Task instructions
Quote, word for word, the lines from the one containing "Identify every instance of the spectator" through the end of the records.

Provided records
※

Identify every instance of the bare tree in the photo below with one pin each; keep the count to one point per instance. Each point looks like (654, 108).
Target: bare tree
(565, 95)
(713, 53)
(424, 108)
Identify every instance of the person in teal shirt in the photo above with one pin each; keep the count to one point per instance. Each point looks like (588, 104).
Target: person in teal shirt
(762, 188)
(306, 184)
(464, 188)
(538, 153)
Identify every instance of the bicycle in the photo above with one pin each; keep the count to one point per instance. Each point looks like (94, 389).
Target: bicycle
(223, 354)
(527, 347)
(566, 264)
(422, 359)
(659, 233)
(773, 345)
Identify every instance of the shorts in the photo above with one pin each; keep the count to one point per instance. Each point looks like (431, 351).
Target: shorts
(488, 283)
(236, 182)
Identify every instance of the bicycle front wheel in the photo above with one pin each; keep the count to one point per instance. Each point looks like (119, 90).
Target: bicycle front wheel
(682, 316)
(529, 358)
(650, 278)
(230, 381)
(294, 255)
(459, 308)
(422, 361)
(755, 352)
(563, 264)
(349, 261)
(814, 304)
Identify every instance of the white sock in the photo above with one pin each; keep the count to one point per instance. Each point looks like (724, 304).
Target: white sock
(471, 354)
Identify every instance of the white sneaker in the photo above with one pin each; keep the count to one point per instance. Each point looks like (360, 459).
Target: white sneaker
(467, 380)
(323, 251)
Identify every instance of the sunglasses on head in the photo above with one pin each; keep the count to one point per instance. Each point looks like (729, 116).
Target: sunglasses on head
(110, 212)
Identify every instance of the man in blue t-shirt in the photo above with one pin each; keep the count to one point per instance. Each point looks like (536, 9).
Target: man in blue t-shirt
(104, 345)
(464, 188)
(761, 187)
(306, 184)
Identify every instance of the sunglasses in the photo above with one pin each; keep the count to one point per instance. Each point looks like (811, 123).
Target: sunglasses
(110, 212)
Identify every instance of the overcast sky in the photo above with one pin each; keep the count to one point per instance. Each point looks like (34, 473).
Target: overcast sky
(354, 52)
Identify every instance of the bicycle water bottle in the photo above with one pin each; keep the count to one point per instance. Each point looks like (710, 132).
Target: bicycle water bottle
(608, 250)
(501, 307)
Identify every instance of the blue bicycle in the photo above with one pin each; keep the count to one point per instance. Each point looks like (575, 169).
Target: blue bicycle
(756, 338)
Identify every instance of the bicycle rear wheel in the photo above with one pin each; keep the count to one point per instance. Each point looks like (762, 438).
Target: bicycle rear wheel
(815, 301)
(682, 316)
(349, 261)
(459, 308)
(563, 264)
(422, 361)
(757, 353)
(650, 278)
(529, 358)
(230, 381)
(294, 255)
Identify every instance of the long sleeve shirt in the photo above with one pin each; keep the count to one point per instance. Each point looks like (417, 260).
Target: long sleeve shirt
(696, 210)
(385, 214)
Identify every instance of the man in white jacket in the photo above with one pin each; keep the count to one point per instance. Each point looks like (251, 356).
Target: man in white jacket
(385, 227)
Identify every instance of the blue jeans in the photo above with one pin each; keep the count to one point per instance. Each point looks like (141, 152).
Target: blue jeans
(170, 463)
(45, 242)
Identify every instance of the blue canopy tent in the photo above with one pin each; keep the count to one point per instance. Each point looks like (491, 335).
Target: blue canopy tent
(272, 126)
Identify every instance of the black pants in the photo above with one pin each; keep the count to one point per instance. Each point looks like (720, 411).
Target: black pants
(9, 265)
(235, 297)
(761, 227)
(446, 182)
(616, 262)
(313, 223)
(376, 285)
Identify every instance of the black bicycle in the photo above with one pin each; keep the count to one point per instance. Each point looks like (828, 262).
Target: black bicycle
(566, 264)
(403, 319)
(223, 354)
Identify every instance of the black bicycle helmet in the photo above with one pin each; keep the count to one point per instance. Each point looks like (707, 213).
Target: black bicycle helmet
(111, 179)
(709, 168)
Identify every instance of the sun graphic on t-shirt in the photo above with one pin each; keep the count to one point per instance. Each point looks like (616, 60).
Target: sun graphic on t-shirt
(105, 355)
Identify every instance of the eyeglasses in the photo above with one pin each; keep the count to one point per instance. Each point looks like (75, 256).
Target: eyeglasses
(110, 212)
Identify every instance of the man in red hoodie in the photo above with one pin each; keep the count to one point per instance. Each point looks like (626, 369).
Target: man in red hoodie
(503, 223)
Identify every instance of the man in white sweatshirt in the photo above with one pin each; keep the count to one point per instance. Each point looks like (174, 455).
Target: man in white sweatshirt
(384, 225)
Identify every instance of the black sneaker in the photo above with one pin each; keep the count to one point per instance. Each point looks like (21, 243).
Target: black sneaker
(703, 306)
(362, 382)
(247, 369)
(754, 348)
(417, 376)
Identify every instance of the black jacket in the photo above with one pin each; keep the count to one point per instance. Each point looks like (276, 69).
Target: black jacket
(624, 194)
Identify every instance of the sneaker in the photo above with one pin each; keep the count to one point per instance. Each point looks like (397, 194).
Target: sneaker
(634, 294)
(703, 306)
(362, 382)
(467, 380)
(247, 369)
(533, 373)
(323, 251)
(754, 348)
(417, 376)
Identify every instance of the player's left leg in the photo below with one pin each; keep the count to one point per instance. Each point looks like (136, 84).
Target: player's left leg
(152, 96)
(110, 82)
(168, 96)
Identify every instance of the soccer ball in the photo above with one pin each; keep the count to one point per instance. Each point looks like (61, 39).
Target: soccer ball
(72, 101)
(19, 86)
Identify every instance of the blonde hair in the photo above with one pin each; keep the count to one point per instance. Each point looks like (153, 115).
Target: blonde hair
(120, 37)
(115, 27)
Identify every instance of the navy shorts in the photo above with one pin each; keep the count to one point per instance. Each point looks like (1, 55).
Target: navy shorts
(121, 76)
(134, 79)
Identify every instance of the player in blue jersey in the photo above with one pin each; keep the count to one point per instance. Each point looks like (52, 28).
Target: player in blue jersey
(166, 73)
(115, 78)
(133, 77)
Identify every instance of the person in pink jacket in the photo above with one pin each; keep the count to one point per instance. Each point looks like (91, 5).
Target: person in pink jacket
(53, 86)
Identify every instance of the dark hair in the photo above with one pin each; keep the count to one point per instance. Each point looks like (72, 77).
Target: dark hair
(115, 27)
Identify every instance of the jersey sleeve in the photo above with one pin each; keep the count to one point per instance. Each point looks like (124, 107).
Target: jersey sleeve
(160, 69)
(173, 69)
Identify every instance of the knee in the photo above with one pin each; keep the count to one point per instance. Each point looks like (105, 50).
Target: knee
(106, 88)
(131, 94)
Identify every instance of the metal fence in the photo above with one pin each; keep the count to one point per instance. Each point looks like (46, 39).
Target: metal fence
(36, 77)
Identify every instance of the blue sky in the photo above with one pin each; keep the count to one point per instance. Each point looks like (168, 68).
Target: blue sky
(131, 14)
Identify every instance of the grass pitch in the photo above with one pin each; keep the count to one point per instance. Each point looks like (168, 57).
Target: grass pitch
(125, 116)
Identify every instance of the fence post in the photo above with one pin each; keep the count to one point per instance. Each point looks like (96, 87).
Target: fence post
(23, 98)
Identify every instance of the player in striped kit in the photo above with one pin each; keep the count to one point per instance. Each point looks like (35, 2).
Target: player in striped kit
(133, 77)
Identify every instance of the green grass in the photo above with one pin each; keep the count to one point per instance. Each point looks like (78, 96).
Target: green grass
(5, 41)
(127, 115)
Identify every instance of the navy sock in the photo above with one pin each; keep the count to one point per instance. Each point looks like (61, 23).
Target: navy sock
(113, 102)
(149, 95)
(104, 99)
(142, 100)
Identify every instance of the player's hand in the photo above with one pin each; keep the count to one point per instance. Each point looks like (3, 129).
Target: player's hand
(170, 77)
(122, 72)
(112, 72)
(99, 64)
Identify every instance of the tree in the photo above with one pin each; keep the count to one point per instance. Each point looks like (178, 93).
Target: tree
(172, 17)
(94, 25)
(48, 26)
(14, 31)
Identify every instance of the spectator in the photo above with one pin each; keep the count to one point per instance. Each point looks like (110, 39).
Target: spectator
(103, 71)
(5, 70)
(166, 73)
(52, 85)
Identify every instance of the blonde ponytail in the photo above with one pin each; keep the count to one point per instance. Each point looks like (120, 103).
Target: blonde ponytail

※

Answer
Identify every instance of the spectator in the photo above with one pin each; keep the count to one point per instance. Each point looks like (110, 39).
Target: spectator
(103, 71)
(5, 70)
(166, 73)
(52, 85)
Identify every instance of the blonde ponytail in the photo above with one pin each; keep the count to one point per instance. Each point looks like (120, 103).
Target: blonde ponytail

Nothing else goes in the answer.